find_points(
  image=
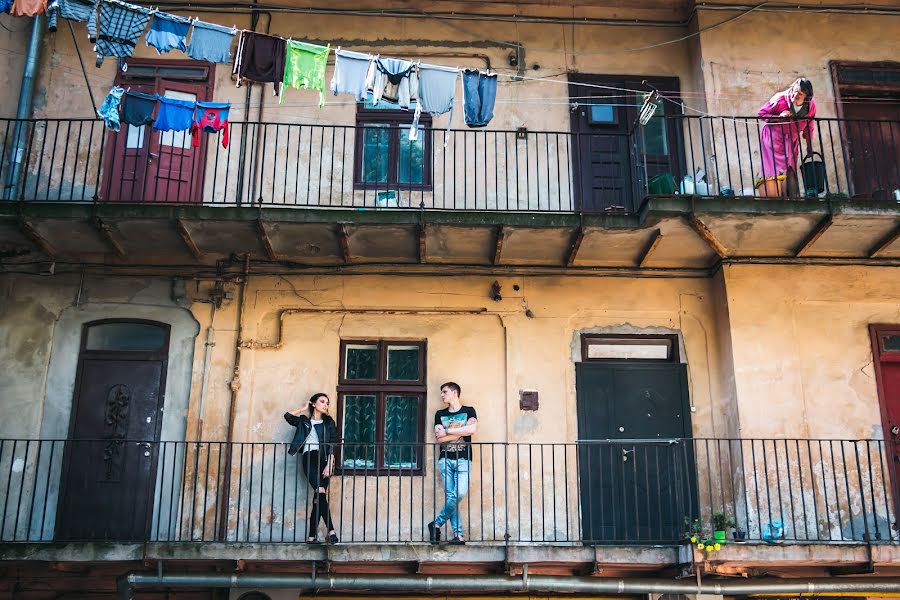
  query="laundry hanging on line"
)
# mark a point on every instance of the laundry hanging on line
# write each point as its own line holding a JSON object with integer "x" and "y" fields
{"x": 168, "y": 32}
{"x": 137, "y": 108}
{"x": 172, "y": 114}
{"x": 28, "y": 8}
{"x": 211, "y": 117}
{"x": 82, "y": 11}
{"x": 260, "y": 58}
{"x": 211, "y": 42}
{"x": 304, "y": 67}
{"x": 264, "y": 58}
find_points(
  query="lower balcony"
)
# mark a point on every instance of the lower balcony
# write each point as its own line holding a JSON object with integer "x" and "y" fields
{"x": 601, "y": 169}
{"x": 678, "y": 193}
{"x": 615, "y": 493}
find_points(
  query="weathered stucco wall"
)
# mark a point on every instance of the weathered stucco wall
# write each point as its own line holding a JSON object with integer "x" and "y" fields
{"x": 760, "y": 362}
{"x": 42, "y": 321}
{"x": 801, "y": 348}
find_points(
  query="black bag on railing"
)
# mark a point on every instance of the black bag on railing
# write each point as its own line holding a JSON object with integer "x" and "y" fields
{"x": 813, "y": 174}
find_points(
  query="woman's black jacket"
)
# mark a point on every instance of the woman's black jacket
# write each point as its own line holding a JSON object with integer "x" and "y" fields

# # # # #

» **WHAT IS REQUIRED**: Every record above should come back exactly, but without its pictures.

» **CORRECT OUTPUT**:
find_points(
  image=
  query="laundry hanging on line"
)
# mark a point on every instance of the laundry hanging on line
# write each point as its own line holding a JSON object with integer "x" and "y" fields
{"x": 168, "y": 32}
{"x": 137, "y": 108}
{"x": 172, "y": 114}
{"x": 28, "y": 8}
{"x": 211, "y": 117}
{"x": 82, "y": 11}
{"x": 260, "y": 58}
{"x": 211, "y": 42}
{"x": 304, "y": 67}
{"x": 264, "y": 58}
find_points(
  query="lower balcony"
)
# mark a point on every instance of the lower balcony
# write each point as its own line holding a JSON object with integer "x" and "y" fields
{"x": 601, "y": 169}
{"x": 678, "y": 193}
{"x": 615, "y": 493}
find_points(
  query="weathered stucco wall"
)
# mark a point on every instance of the weathered stucco wall
# write each point as its own line holding a JSON object with integer "x" and "y" fields
{"x": 760, "y": 362}
{"x": 42, "y": 321}
{"x": 801, "y": 348}
find_points(
  query="black bag on railing"
)
# mark a point on every instance of the black bag on railing
# write each point as its own line holding a JSON object with integer "x" and "y" fields
{"x": 813, "y": 174}
find_points(
  query="woman's black jacket"
)
# mark a point on every instance of the woman's black jacket
# write each point as its own line holding a JSON object with integer "x" and "y" fields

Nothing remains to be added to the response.